| Instructions for the task |
Please pick out every line in the records below that contains the word "type", and copy each one.

| Dataset |
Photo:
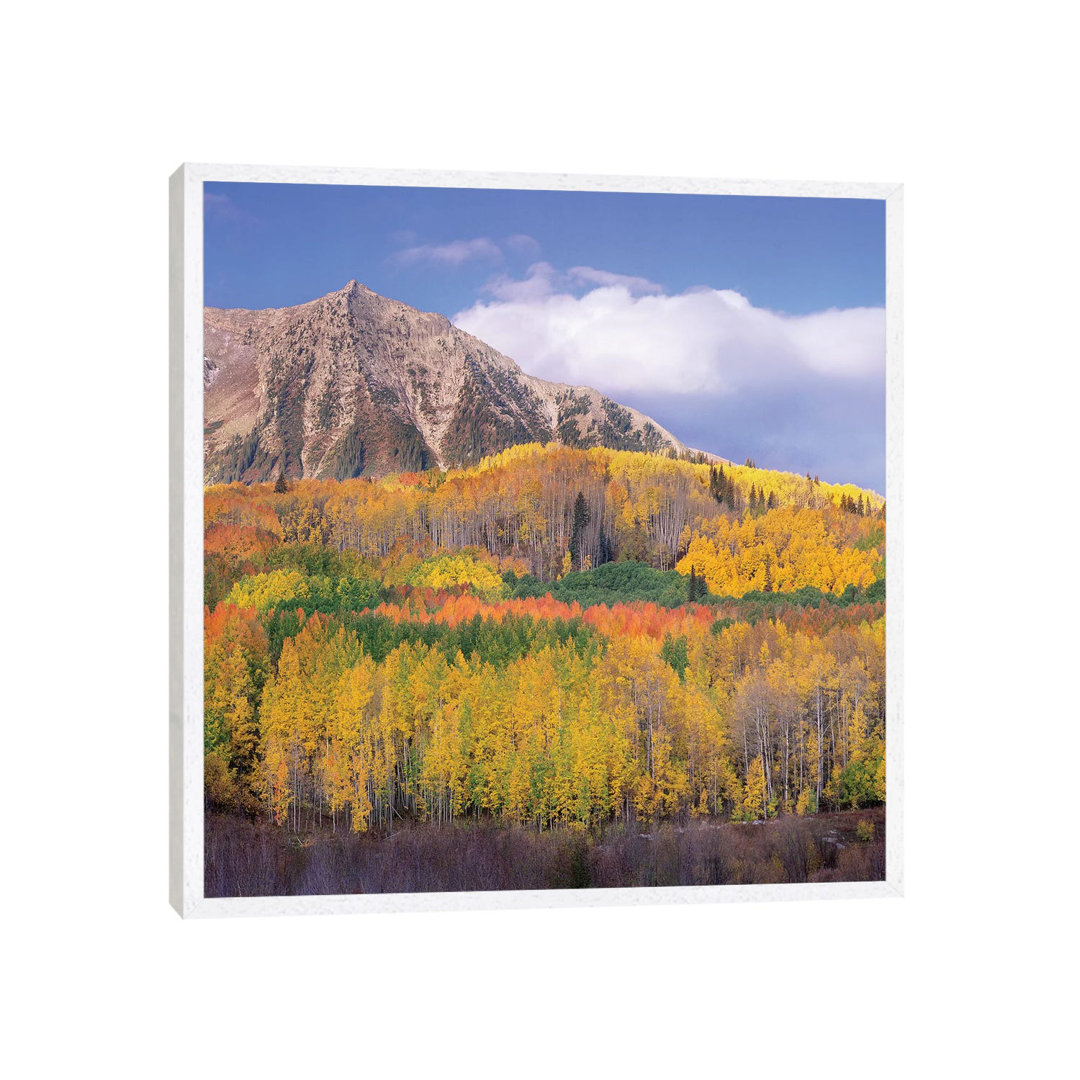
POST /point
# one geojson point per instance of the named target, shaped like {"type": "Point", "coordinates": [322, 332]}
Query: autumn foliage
{"type": "Point", "coordinates": [405, 649]}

| Written solution |
# one geojson point per instance of the named target, shaped like {"type": "Point", "coordinates": [322, 332]}
{"type": "Point", "coordinates": [405, 649]}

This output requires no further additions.